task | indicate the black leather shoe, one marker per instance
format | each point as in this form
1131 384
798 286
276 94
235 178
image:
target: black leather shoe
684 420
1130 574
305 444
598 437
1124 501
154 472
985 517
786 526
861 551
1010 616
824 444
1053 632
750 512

━━━

Exercise. Reproduce every one of the records above line by line, without altering any of them.

Written response.
task | indicate the black leather shoe, one marker per instance
format | each point as in this form
1131 384
798 286
276 94
235 178
image:
target: black leather shoe
684 420
1130 574
305 444
598 437
1124 501
154 472
985 517
786 526
861 551
1010 616
824 444
1053 632
750 512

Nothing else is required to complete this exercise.